__REQUIRED WORK__: Pull out and copy every line of the records that contains the string "hand". Matching is case-sensitive.

__RECORDED DATA__:
========

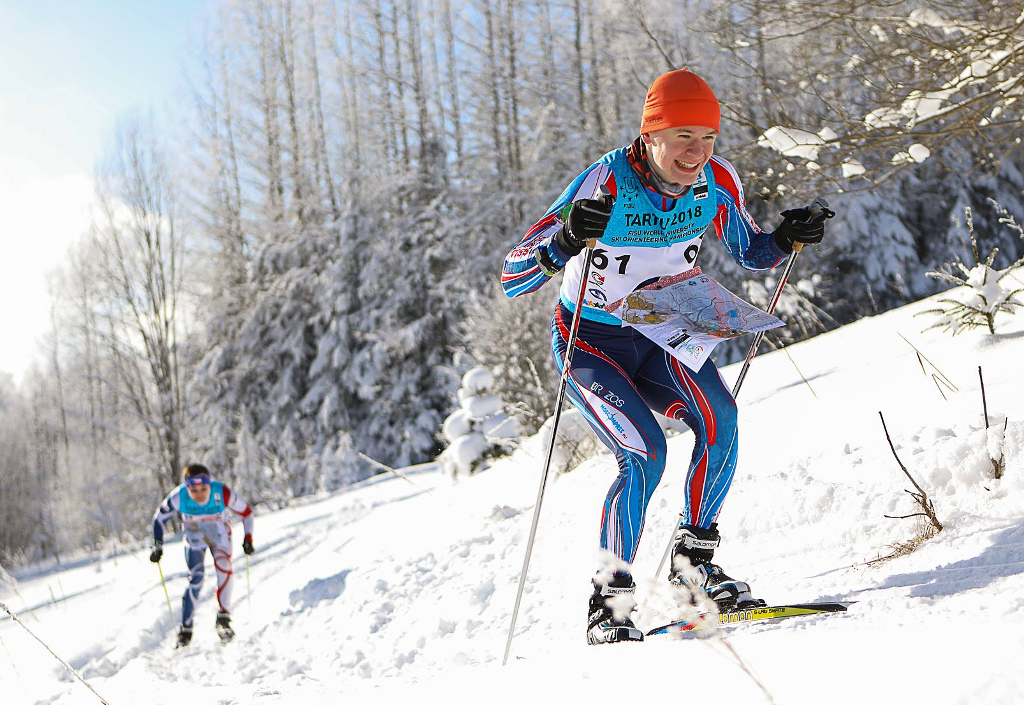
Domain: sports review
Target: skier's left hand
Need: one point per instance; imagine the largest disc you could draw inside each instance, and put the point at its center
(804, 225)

========

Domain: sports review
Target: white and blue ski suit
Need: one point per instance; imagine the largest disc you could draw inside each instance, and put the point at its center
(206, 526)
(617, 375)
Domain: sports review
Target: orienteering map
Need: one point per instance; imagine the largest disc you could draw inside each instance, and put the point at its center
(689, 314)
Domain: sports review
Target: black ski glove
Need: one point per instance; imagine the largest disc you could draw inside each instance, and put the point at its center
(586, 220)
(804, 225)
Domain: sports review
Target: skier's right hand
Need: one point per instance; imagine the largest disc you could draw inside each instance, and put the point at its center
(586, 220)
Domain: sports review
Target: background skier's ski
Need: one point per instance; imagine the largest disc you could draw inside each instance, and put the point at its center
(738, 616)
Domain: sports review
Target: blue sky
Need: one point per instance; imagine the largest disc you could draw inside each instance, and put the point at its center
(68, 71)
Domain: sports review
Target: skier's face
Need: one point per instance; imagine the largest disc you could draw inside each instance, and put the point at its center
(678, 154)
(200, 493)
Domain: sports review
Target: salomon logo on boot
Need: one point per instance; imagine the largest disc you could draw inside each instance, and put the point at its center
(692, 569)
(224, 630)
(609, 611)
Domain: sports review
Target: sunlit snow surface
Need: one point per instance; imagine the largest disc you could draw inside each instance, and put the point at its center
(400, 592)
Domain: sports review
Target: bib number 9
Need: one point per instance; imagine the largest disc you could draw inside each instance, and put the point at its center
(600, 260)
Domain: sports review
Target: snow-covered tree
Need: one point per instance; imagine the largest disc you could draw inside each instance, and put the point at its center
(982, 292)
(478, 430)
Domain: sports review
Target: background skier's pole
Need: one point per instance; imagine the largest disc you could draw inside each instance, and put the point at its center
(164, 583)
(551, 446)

========

__ANSWER TO THIS TASK__:
Target: skier's left hand
Target: skier's right hand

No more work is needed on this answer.